Brief
Rewrite the listing below as a Markdown table with two columns, "No." for the row number and "Text" for the line itself. Give each nonblank line its own row and skip blank lines.

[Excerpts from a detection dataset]
▼▼▼

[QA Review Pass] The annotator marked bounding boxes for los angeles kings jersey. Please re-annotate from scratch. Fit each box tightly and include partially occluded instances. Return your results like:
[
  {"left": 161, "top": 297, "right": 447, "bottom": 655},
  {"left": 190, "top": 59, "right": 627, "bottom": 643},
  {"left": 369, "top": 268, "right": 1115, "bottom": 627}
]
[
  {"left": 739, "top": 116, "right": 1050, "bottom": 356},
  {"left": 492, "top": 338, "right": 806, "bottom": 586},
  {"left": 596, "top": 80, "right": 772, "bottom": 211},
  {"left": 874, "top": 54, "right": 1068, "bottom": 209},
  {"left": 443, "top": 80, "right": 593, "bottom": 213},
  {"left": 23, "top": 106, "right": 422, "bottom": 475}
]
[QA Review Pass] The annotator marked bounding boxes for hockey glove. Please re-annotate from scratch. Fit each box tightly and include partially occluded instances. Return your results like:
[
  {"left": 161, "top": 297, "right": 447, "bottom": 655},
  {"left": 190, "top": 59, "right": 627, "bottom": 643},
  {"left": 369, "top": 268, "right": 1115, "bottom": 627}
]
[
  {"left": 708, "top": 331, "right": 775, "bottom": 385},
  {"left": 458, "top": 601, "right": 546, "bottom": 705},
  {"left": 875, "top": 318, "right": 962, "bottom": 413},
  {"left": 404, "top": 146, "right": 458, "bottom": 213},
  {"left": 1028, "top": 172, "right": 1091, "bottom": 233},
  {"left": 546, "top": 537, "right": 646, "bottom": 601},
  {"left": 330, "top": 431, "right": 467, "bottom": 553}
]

▲▲▲

Result of this exercise
| No. | Text |
|---|---|
| 1 | [QA Review Pass] The annotator marked bounding boxes for los angeles kings jersey. Please re-annotate from scratch. Fit each box tightly and include partially occluded instances. Return your results like: |
| 2 | [ |
| 3 |   {"left": 161, "top": 297, "right": 447, "bottom": 655}, |
| 4 |   {"left": 190, "top": 59, "right": 627, "bottom": 643}, |
| 5 |   {"left": 369, "top": 268, "right": 1115, "bottom": 627} |
| 6 | ] |
| 7 | [ |
| 8 |   {"left": 739, "top": 116, "right": 1050, "bottom": 356}, |
| 9 |   {"left": 492, "top": 338, "right": 806, "bottom": 586}, |
| 10 |   {"left": 596, "top": 80, "right": 772, "bottom": 211}, |
| 11 |   {"left": 874, "top": 54, "right": 1068, "bottom": 209}, |
| 12 |   {"left": 443, "top": 80, "right": 593, "bottom": 213}, |
| 13 |   {"left": 23, "top": 106, "right": 422, "bottom": 475} |
| 14 | ] |
| 15 | [QA Review Pass] The annotator marked bounding boxes for hockey glove. Please re-annotate from scratch. Fit each box tightly and include partially occluded instances. Return your results like: |
| 16 | [ |
| 17 |   {"left": 161, "top": 297, "right": 447, "bottom": 655}, |
| 18 |   {"left": 190, "top": 59, "right": 627, "bottom": 643}, |
| 19 |   {"left": 369, "top": 268, "right": 1115, "bottom": 627} |
| 20 | ] |
| 21 | [ |
| 22 |   {"left": 708, "top": 331, "right": 775, "bottom": 385}, |
| 23 |   {"left": 458, "top": 601, "right": 546, "bottom": 705}, |
| 24 |   {"left": 875, "top": 318, "right": 962, "bottom": 413}, |
| 25 |   {"left": 404, "top": 146, "right": 458, "bottom": 213}, |
| 26 |   {"left": 1028, "top": 172, "right": 1091, "bottom": 233}, |
| 27 |   {"left": 546, "top": 537, "right": 646, "bottom": 601}, |
| 28 |   {"left": 330, "top": 431, "right": 467, "bottom": 553} |
| 29 | ] |